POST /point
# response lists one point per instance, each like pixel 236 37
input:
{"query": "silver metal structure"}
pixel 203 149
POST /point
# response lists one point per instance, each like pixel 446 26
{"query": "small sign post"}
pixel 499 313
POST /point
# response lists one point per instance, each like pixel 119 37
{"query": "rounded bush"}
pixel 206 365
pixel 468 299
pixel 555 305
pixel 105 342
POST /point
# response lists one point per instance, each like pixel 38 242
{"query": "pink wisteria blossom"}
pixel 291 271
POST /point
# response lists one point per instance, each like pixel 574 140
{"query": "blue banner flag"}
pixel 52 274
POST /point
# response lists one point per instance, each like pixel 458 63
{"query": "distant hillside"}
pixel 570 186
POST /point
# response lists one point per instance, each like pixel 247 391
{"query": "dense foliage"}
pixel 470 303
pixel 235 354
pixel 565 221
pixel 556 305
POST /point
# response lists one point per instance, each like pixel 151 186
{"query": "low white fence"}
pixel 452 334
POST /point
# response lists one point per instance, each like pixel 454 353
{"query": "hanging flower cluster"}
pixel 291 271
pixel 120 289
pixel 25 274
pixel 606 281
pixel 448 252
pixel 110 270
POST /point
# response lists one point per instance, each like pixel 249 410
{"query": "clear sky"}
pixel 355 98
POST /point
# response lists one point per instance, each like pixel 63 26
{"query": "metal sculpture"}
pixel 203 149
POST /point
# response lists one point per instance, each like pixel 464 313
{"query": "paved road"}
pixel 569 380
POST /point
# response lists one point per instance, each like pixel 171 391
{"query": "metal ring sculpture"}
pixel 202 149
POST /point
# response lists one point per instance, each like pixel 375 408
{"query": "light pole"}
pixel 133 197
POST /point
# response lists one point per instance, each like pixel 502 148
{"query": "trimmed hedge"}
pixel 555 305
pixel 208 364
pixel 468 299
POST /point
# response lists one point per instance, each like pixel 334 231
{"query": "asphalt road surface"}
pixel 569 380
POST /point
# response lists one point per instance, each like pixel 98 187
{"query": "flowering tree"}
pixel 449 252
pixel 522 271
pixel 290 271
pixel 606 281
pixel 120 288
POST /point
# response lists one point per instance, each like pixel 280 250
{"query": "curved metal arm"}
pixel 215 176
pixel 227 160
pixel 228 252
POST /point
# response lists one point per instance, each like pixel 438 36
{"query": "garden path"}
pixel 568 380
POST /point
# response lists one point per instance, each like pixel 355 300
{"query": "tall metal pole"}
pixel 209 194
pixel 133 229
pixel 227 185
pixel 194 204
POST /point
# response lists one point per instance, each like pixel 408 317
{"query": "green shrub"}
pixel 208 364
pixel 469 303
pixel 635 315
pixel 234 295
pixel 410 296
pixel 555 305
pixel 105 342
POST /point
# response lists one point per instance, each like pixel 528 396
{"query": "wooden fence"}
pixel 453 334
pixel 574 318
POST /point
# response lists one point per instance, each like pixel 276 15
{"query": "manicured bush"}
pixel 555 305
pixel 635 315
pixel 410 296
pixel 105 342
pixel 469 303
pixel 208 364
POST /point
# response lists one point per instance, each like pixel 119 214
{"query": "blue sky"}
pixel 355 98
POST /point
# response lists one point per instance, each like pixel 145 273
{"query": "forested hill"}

_ _ _

Exactly as they appear above, write out all of the lines.

> [Response area]:
POST /point
# response lists one point per instance, each like pixel 236 37
input:
{"query": "silver metal structure"}
pixel 203 149
POST /point
# response lists one point per instance, each like pixel 446 26
{"query": "small sign post"}
pixel 499 313
POST /point
# response lists one point per instance, each like pixel 119 37
{"query": "rounded bush"}
pixel 206 365
pixel 468 299
pixel 555 305
pixel 105 342
POST /point
# response lists one point per instance, each like pixel 38 242
{"query": "pink wisteria blossom"}
pixel 291 271
POST /point
# response lists one point per instance, each like pixel 574 140
{"query": "blue banner flag"}
pixel 52 274
POST /point
# response lists one point per instance, each like pixel 458 63
{"query": "distant hillside"}
pixel 570 186
POST /point
# response lists one point per instance, each like pixel 247 391
{"query": "dense foliage"}
pixel 470 303
pixel 235 354
pixel 565 221
pixel 556 305
POST /point
# response lists one point per instance, each like pixel 151 186
{"query": "low white fence"}
pixel 452 334
POST /point
# response lists one point per instance, each like pixel 454 353
{"query": "hanging flower cluster"}
pixel 291 271
pixel 120 289
pixel 25 274
pixel 606 281
pixel 448 252
pixel 110 270
POST /point
# response lists one point per instance, each like pixel 249 410
{"query": "clear sky"}
pixel 355 98
POST /point
# response lists one point per instance, each like pixel 63 26
{"query": "metal sculpture"}
pixel 203 149
POST /point
# response lists one point per instance, each like pixel 464 313
{"query": "paved road"}
pixel 569 380
POST /point
# response lists one point per instance, each like pixel 171 391
{"query": "metal ring sculpture"}
pixel 202 149
POST /point
# response lists one point per instance, each like pixel 375 408
{"query": "light pole"}
pixel 133 197
POST /point
# response lists one point per instance, each like pixel 502 148
{"query": "trimmed hedge"}
pixel 555 305
pixel 208 364
pixel 468 299
POST /point
# response lists one point per instance, each like pixel 334 231
{"query": "asphalt road surface"}
pixel 569 380
POST /point
# response lists one point per instance, each like pixel 98 187
{"query": "flowering tree"}
pixel 449 252
pixel 522 271
pixel 290 271
pixel 606 281
pixel 120 288
POST /point
# response lists one point per instance, each like pixel 280 250
{"query": "curved metal arm"}
pixel 215 176
pixel 227 160
pixel 228 252
POST /point
# response lists one point per instance, each like pixel 438 36
{"query": "garden path"}
pixel 568 380
POST /point
# response lists one point per instance, each like pixel 355 300
{"query": "tall metal pole"}
pixel 209 194
pixel 133 229
pixel 227 185
pixel 194 204
POST /point
# response lists one point per instance, each like pixel 408 317
{"query": "green shrub"}
pixel 208 364
pixel 469 303
pixel 635 315
pixel 234 295
pixel 410 296
pixel 555 305
pixel 105 342
POST /point
# response lists one point per instance, each like pixel 528 396
{"query": "wooden fence"}
pixel 453 334
pixel 574 318
POST /point
# response lists one point per instance, each like pixel 276 15
{"query": "manicured bush"}
pixel 555 305
pixel 635 315
pixel 410 296
pixel 105 342
pixel 469 303
pixel 208 364
POST /point
# response lists one point per instance, each like pixel 119 214
{"query": "blue sky"}
pixel 355 98
POST /point
# response lists one point per instance, each like pixel 145 273
{"query": "forested hill"}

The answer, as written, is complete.